Aim of the task:
Pick out every line in the records below that contains the word "cloud", and copy each of those lines in full.

Data shown:
— Start —

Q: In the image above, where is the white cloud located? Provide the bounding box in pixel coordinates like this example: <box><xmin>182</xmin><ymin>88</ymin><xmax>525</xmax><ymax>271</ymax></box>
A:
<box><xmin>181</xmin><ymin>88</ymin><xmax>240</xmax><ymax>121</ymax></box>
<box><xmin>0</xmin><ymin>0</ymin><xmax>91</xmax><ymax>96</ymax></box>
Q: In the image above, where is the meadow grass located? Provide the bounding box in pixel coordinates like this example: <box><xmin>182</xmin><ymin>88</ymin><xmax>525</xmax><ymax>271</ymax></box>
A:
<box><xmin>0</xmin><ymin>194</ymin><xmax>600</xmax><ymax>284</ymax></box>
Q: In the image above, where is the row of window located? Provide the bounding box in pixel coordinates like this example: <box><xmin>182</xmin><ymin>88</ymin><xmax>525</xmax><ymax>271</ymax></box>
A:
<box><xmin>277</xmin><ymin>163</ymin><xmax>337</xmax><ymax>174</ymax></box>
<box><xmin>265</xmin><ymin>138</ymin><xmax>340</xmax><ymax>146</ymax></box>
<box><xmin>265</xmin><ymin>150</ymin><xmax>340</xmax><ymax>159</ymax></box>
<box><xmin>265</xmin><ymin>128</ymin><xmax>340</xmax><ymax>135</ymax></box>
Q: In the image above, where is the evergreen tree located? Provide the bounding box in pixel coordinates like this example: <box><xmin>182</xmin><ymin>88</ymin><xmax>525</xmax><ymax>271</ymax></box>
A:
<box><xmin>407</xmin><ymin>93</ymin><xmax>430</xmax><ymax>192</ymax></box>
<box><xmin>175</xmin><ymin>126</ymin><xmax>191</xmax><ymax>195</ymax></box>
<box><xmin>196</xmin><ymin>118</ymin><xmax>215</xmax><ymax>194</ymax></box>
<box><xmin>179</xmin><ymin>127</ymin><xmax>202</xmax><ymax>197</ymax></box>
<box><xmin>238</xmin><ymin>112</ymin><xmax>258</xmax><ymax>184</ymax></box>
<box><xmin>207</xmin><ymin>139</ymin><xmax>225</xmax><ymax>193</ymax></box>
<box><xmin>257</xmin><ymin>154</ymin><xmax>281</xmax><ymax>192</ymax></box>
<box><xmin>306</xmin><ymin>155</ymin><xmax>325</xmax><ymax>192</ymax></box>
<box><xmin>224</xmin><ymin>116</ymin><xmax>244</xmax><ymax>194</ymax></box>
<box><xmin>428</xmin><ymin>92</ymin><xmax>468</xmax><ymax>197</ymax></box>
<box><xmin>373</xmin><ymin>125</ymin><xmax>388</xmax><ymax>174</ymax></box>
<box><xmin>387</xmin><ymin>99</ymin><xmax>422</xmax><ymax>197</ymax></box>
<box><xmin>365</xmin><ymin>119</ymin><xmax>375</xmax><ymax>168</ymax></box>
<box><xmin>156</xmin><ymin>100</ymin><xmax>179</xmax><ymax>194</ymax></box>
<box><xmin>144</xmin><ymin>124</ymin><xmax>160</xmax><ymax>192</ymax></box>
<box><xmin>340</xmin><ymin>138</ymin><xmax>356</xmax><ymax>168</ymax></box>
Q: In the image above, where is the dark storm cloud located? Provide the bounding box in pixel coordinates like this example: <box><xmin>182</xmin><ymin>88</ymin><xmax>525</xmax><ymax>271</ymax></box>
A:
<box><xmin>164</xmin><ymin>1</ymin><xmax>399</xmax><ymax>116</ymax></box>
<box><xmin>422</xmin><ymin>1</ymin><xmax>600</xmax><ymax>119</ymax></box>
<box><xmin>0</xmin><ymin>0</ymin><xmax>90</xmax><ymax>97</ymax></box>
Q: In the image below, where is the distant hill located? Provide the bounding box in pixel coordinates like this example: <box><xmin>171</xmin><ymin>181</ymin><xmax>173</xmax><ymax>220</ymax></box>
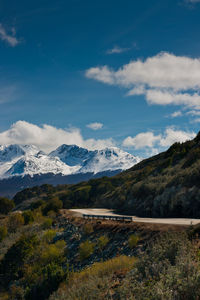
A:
<box><xmin>14</xmin><ymin>133</ymin><xmax>200</xmax><ymax>218</ymax></box>
<box><xmin>0</xmin><ymin>144</ymin><xmax>141</xmax><ymax>197</ymax></box>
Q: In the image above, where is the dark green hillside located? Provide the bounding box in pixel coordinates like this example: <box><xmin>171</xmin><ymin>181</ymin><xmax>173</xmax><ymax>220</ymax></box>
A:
<box><xmin>14</xmin><ymin>133</ymin><xmax>200</xmax><ymax>217</ymax></box>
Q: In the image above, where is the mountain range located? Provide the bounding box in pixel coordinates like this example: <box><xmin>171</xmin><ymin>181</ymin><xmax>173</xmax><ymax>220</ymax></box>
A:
<box><xmin>0</xmin><ymin>144</ymin><xmax>141</xmax><ymax>195</ymax></box>
<box><xmin>14</xmin><ymin>132</ymin><xmax>200</xmax><ymax>218</ymax></box>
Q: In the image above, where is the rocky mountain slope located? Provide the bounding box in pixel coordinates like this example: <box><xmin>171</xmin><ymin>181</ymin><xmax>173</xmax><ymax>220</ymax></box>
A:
<box><xmin>15</xmin><ymin>133</ymin><xmax>200</xmax><ymax>218</ymax></box>
<box><xmin>0</xmin><ymin>145</ymin><xmax>141</xmax><ymax>196</ymax></box>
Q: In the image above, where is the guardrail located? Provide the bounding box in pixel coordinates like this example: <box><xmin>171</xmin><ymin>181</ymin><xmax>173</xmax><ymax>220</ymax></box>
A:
<box><xmin>83</xmin><ymin>214</ymin><xmax>133</xmax><ymax>222</ymax></box>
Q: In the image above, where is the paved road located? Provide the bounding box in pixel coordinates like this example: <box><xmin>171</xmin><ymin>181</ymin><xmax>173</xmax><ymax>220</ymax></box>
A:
<box><xmin>70</xmin><ymin>208</ymin><xmax>200</xmax><ymax>225</ymax></box>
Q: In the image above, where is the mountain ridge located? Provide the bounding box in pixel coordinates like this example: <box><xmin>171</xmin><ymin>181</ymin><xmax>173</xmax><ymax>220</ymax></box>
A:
<box><xmin>14</xmin><ymin>133</ymin><xmax>200</xmax><ymax>218</ymax></box>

— End —

Output for this exercise:
Q: In the image above, where is the white cloud located? Provide the bounding box in pixel coordinates like this example: <box><xmin>182</xmin><ymin>88</ymin><xmax>525</xmax><ymax>271</ymax></box>
Q: In the image above, where is the dark storm cloud located? Provide the bounding box in pixel coordinates like this example: <box><xmin>182</xmin><ymin>88</ymin><xmax>525</xmax><ymax>271</ymax></box>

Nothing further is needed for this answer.